• Kaynak Metin
==========

En Hassas Terazi: İtibar

Takvimler 2008’i gösteriyordu. Futbol dünyasının yeni yıldızı Cristiano Ronaldo’nun Manchster United ile Şampiyonlar Ligi Şampiyonu olarak adını duyurmaya başladığı, A Milli takımımızın tarihi başarısı Avrupa Futbol Şampiyonası üçüncülüğü ve futbol endüstrisinin tepe noktada olduğu yıllar. 

Futbol efsanesi Platini’nin henüz yolsuzluk dosyalarıyla futboldan men edilmediği ve UEFA Başkanı olarak görev aldığı yıllar. Anlayacağınız futbolun gerçek anlamda futbol olarak hissedildiği tutkulu yıllar.

==========

• Verilen Öğeler
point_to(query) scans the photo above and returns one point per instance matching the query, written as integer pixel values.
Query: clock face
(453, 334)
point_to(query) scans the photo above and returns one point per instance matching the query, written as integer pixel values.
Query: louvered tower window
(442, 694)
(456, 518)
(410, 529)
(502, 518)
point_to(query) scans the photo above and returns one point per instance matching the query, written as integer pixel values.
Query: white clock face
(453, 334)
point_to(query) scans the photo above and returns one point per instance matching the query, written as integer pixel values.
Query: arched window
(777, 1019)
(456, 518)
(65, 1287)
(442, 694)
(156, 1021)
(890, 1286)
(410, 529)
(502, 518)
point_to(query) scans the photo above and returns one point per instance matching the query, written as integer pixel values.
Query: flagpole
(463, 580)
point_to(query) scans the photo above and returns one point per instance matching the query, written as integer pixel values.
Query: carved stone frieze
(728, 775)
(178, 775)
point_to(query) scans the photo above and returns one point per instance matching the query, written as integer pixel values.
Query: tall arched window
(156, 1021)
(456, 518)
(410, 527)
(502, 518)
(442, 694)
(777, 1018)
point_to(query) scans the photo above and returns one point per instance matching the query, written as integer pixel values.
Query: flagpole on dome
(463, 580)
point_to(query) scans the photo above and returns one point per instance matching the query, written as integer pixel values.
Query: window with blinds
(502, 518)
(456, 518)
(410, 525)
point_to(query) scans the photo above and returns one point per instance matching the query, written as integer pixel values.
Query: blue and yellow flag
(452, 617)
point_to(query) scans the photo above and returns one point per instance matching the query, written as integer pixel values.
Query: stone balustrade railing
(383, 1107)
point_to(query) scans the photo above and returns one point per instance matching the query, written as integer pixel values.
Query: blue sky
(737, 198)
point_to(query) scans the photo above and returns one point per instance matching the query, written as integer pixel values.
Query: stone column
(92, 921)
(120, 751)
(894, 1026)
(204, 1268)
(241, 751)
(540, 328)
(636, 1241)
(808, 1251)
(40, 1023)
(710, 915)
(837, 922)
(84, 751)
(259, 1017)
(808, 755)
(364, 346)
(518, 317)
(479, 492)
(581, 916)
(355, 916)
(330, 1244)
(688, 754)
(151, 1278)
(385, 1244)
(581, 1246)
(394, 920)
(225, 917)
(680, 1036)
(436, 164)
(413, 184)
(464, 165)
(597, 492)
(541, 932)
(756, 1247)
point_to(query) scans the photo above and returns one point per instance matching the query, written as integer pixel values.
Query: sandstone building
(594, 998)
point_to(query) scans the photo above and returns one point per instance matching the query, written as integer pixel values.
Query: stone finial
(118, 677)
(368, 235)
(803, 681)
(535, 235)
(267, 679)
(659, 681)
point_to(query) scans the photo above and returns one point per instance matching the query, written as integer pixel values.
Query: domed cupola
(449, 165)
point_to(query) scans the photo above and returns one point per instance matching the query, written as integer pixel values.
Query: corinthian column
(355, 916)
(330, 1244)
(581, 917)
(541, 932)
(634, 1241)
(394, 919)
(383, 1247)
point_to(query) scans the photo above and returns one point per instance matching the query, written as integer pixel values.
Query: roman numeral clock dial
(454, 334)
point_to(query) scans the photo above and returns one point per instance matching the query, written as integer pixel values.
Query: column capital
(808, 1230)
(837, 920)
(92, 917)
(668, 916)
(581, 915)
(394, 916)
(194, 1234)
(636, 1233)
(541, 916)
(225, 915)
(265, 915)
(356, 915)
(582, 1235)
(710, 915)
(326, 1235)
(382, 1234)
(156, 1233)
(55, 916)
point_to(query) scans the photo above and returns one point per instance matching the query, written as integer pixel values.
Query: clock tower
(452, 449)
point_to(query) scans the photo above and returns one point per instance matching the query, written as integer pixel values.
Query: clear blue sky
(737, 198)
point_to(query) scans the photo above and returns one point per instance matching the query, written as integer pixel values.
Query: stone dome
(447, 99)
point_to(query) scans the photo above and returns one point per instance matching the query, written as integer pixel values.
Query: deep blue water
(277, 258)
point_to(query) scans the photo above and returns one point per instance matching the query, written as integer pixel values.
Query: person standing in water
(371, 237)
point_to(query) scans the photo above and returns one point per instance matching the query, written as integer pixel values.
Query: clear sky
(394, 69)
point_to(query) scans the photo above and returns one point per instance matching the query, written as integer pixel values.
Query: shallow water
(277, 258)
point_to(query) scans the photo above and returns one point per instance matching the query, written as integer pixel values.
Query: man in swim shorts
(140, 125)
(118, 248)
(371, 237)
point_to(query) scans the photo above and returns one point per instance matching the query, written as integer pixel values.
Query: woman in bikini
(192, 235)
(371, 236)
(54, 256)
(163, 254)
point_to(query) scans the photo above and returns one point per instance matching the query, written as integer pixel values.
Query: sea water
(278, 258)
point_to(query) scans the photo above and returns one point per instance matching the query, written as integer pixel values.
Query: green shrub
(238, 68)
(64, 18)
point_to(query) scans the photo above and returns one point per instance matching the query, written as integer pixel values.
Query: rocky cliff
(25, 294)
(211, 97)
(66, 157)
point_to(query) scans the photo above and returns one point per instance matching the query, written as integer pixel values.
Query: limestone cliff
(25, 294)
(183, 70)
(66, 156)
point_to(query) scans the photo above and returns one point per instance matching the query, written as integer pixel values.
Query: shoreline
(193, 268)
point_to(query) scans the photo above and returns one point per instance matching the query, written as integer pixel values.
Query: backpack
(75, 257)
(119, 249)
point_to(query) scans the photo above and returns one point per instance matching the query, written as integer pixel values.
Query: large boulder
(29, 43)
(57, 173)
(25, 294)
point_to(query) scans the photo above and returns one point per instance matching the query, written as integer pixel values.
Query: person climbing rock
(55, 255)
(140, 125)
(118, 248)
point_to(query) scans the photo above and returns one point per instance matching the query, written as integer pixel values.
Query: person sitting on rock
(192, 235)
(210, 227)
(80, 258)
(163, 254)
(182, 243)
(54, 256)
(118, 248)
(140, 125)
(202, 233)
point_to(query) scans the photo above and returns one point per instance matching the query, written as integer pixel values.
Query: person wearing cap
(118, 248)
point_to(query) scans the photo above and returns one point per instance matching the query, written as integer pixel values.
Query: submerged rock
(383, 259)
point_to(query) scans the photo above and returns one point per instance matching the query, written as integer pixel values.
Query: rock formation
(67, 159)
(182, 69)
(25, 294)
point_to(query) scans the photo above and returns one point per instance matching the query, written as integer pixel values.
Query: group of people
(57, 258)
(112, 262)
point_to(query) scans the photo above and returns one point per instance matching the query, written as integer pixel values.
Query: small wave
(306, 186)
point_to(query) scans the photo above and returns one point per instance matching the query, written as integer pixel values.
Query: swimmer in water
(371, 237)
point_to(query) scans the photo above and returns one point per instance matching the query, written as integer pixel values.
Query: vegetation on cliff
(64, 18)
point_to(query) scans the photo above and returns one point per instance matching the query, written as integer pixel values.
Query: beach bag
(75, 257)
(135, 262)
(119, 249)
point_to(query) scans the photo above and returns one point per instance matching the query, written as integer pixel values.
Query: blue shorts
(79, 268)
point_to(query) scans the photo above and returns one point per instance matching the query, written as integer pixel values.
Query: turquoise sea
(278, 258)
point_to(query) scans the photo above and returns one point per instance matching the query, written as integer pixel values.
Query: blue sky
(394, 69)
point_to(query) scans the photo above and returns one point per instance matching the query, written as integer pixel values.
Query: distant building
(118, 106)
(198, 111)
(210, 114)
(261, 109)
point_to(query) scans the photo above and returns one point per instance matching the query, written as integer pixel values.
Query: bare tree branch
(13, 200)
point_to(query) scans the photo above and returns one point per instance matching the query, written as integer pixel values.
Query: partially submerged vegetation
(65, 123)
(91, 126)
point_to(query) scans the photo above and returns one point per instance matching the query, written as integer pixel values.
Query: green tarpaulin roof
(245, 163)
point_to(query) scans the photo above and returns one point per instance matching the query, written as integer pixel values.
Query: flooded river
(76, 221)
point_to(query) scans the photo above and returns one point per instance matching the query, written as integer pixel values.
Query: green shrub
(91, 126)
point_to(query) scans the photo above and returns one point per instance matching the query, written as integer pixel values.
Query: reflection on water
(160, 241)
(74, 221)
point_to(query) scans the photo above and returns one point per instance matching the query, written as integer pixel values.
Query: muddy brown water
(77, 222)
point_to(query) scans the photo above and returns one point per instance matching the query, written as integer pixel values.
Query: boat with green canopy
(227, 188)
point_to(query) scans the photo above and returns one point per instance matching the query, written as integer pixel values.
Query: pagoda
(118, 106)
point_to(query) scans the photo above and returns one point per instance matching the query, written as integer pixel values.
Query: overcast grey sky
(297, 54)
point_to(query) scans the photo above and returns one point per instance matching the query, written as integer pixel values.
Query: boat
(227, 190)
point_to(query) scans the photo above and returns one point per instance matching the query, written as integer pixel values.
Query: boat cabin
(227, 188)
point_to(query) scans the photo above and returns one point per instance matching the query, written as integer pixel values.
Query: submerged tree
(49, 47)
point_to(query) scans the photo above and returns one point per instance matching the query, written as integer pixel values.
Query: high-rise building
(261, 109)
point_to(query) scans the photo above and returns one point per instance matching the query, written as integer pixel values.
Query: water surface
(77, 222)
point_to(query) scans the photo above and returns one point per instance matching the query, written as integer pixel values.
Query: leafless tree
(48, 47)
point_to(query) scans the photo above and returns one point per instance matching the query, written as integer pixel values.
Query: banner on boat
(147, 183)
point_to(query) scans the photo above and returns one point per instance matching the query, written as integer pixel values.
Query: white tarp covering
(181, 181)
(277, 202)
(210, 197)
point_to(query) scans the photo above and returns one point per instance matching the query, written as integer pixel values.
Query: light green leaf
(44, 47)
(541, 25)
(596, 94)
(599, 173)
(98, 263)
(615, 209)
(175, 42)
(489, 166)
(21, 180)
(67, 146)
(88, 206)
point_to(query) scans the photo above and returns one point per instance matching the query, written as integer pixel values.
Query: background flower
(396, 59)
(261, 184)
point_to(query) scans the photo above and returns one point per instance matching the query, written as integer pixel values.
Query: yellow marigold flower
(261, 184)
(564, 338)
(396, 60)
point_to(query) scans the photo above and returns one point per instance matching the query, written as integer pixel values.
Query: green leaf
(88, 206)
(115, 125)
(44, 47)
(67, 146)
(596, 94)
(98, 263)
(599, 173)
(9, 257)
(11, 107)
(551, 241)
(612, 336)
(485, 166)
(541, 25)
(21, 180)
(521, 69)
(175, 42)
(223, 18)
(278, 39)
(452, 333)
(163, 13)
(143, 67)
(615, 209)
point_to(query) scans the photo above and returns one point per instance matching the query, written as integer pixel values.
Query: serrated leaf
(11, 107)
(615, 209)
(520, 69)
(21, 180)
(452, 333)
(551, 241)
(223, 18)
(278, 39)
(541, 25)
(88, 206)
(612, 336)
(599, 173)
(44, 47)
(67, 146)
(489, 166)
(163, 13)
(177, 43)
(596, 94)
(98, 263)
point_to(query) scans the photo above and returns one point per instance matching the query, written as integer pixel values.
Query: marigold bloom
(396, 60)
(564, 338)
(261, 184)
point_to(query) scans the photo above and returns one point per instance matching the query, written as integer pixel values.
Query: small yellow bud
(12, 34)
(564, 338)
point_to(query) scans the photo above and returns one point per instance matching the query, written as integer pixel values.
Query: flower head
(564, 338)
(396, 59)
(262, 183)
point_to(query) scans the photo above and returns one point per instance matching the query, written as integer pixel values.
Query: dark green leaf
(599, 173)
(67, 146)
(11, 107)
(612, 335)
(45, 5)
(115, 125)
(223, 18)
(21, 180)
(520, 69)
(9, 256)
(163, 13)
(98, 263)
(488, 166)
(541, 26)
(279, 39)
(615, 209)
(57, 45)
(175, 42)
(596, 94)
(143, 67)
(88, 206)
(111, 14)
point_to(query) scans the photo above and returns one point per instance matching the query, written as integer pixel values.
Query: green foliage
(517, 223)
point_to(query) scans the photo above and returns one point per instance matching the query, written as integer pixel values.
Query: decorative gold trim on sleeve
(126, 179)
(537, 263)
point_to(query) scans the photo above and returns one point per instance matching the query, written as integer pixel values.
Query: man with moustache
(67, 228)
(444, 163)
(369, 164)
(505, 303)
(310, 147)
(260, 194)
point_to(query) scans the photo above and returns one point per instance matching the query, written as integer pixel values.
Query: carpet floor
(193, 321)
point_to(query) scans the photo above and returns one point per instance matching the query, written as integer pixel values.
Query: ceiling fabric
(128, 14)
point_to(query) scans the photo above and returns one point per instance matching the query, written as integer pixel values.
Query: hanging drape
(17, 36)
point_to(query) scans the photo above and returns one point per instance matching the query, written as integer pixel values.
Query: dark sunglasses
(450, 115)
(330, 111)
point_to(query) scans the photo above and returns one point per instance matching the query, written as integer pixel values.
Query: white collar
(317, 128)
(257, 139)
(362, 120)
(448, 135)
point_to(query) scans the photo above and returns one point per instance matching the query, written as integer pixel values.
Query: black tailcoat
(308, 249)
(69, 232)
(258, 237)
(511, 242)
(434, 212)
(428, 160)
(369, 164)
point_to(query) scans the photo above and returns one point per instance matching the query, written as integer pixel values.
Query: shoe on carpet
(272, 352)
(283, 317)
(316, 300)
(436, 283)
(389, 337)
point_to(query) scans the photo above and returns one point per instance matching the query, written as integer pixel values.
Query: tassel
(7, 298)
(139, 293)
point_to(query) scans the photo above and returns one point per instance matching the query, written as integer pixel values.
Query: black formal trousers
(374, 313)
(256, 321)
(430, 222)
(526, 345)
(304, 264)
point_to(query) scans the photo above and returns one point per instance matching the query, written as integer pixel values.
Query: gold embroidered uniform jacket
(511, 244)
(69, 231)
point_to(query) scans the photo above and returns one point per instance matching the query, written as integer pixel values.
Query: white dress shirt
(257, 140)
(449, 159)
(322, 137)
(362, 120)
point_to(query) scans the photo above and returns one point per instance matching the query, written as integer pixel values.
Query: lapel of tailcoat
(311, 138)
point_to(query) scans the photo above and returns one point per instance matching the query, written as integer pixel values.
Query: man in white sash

==========

• Alıştırma Bölümleri
1: Futbol yazısından "En Hassas Terazi: İtibar" ile başlayıp "noktada olduğu yıllar." ile biten bölümü alıntılayın.
2: Futbol yazısının son cümlesinden sonra ne geleceğini yazarak metni sürdürün.

• Alıştırma Cevapları
1:
En Hassas Terazi: İtibar

Takvimler 2008’i gösteriyordu. Futbol dünyasının yeni yıldızı Cristiano Ronaldo’nun Manchster United ile Şampiyonlar Ligi Şampiyonu olarak adını duyurmaya başladığı, A Milli takımımızın tarihi başarısı Avrupa Futbol Şampiyonası üçüncülüğü ve futbol endüstrisinin tepe noktada olduğu yıllar.

2:
Bu yıl sadece futbol adına keyifli bir yıl değildi. UEFA’nın daha sonra “Sıfır Tolerans” diyerek bahsedeceği ırkçılık karşıtı çalışmalara başladığı bir yıldı. Eğitimlerin, reklam çalışmalarının ve kampanya süreçlerinin neticesinde de Platini’nin başkanlığında mesaj belli olmuştu: No To Racism.

Dünya iletişim tarihine damgasını vurmuş üç proje sayacak olsam bir tanesi kesinlikle No To Racism kampanyası olurdu. Mesajının netliği, sürdürülebilirliği ve iletişiminin futbolcular üzerinden her maçta verilmesi bir yana dokunduğu ve farkındalık yaratmaya çalıştığı konu ne yazıktır ki hala dünyanın kanayan yaralarından.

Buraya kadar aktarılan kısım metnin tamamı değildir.